(Problem to solve): In the data below, the answer is the run of lines from the line containing "# pin a point on each instance of the name lund" through the line containing "# Target: white ice surface", both included; print it exactly and nothing else.
------
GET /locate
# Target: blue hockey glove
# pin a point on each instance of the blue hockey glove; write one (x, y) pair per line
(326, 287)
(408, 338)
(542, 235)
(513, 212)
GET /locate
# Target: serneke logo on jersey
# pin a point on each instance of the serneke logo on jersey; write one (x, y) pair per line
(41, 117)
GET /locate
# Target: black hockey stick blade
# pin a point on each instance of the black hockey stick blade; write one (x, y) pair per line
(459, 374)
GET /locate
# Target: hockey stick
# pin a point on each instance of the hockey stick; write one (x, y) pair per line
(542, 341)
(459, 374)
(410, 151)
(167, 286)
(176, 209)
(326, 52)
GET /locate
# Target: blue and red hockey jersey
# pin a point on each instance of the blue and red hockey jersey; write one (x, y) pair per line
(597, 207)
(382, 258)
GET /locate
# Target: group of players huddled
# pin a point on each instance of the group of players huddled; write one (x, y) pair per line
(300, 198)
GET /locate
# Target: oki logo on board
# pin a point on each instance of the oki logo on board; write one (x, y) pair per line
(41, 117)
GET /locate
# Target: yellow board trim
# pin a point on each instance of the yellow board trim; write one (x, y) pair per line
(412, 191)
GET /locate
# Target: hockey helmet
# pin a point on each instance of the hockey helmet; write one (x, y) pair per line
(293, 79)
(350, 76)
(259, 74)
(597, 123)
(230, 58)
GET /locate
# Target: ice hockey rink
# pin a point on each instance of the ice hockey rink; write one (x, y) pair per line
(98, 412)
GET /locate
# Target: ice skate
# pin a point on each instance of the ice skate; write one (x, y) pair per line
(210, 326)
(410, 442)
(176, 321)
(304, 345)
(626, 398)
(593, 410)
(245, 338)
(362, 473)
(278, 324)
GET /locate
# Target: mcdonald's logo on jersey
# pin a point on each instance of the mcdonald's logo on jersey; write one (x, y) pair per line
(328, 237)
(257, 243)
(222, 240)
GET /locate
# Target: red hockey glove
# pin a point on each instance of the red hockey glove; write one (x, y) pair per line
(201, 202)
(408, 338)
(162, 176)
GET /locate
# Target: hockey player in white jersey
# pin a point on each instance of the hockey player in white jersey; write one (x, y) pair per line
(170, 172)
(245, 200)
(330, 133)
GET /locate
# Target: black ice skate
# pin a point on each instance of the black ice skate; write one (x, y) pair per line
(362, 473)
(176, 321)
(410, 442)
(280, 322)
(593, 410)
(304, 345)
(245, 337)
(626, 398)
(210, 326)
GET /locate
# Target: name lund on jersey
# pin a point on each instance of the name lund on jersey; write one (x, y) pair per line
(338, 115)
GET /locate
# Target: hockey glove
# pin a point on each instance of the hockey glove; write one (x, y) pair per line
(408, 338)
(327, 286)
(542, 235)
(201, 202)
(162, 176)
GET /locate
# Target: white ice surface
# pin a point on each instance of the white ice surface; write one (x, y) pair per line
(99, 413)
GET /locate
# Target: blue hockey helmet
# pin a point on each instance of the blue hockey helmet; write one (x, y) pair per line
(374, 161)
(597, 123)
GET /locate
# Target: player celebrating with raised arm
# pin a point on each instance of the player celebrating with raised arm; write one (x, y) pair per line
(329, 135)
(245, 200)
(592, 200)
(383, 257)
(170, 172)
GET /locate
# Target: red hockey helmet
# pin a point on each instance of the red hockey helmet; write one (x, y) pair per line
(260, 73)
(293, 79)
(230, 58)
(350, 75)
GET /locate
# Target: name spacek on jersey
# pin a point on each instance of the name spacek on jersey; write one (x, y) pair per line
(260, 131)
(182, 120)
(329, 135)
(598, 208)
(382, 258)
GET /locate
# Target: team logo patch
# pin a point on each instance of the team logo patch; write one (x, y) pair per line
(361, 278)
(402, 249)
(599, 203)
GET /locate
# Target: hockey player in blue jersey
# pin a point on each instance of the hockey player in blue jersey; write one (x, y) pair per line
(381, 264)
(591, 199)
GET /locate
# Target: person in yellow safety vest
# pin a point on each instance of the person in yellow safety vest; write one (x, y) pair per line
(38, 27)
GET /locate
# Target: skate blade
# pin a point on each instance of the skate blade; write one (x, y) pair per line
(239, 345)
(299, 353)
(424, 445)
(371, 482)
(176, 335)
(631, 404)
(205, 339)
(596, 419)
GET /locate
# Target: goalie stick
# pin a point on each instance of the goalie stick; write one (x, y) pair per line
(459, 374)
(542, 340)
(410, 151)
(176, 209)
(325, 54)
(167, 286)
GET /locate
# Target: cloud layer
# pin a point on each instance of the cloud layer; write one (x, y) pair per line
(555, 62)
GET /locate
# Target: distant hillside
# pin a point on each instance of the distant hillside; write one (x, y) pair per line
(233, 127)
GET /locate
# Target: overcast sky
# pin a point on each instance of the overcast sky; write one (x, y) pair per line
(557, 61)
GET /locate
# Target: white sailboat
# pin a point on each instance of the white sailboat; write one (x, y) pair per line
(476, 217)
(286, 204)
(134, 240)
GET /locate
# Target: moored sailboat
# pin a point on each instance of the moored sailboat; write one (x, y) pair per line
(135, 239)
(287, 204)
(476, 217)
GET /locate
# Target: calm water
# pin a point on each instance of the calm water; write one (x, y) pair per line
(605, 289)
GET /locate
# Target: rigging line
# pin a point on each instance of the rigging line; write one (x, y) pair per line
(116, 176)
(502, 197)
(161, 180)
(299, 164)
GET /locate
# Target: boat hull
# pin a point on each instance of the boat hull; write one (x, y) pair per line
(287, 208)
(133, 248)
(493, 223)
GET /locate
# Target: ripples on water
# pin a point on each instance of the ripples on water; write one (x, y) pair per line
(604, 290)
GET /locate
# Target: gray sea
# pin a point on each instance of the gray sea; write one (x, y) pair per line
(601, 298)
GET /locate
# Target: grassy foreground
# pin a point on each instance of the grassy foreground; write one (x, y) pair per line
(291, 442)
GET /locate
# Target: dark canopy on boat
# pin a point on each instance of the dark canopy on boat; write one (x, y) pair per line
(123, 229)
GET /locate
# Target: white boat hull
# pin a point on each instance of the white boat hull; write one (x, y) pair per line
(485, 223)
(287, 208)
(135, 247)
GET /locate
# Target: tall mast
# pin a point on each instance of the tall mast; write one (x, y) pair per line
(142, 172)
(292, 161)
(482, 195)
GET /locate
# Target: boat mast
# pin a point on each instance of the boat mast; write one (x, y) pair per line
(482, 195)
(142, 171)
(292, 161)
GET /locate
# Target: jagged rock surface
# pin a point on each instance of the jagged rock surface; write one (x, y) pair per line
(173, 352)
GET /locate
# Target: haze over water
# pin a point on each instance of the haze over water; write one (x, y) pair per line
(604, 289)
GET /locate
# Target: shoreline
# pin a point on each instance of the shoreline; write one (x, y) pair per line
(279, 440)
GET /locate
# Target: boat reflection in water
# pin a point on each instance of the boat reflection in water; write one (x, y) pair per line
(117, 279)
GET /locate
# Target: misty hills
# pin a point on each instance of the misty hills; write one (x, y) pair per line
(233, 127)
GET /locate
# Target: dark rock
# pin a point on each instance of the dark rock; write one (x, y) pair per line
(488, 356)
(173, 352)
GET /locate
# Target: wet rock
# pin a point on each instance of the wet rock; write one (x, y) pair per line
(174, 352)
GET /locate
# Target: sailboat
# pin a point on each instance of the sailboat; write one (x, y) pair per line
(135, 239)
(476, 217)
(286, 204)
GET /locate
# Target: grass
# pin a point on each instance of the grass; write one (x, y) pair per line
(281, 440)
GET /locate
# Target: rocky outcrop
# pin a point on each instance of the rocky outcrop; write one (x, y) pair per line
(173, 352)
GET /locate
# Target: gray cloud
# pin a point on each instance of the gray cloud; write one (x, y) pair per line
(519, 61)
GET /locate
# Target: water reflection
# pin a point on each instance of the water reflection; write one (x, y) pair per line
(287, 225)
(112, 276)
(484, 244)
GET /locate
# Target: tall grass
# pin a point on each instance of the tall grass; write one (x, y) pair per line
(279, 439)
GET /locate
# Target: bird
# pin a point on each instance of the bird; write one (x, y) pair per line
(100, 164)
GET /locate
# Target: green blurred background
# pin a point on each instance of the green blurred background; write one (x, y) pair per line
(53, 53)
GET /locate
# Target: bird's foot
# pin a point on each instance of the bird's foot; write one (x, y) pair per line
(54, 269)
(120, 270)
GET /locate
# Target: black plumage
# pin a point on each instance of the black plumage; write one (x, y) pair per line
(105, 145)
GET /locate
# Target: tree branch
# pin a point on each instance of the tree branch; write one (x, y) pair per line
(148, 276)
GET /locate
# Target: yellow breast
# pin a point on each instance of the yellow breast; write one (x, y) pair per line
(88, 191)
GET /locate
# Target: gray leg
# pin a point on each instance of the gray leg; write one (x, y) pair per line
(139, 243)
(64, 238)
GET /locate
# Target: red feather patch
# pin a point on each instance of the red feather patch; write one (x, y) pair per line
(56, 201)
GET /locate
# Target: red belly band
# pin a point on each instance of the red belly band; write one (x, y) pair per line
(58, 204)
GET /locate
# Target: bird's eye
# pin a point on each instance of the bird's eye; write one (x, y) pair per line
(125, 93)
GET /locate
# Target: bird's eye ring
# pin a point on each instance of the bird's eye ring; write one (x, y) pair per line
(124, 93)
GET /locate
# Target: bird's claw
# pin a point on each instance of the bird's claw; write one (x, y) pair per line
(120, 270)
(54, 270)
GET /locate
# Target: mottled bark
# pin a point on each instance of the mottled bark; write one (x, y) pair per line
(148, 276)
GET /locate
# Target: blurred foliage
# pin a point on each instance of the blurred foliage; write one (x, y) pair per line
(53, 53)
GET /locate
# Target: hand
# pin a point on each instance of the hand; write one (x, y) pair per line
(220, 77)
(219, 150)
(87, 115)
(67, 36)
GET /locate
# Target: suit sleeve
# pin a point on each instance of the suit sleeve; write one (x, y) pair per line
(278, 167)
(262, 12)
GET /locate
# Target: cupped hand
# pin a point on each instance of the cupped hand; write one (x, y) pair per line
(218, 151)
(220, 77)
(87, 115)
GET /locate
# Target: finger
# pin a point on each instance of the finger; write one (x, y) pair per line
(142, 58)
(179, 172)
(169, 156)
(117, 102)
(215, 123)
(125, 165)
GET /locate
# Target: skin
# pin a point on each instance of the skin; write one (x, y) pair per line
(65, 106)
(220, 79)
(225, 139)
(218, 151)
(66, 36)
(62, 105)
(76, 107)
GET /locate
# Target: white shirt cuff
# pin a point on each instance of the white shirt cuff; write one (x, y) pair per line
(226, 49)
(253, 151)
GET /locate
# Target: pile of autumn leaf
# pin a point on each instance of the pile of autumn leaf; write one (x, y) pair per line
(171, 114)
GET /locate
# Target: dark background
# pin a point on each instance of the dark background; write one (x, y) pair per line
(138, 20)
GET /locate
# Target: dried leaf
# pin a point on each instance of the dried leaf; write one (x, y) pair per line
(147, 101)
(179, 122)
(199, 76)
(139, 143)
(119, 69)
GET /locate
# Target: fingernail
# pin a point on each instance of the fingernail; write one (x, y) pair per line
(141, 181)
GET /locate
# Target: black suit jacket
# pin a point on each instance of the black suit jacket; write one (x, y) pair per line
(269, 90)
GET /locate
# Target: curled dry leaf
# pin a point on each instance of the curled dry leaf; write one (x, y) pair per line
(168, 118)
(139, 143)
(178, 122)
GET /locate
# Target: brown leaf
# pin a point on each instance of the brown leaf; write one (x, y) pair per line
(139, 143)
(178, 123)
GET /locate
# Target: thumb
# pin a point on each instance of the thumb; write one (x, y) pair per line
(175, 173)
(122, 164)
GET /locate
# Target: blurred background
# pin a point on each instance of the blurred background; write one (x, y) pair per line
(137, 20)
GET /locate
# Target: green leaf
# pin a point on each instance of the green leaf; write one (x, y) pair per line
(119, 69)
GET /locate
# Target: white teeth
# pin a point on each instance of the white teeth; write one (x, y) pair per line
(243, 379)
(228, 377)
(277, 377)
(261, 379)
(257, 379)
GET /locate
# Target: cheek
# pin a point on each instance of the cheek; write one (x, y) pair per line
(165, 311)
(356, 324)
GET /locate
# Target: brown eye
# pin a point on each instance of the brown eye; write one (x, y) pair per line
------
(Answer area):
# pin a point on each instance of the name lund on jersey; write one (x, y) pair per line
(338, 115)
GET /locate
# Target: hockey glove
# pin a point on each instance of the hockey glove; write one (x, y) pair per line
(408, 338)
(327, 286)
(542, 235)
(201, 202)
(162, 176)
GET /locate
# Target: white ice surface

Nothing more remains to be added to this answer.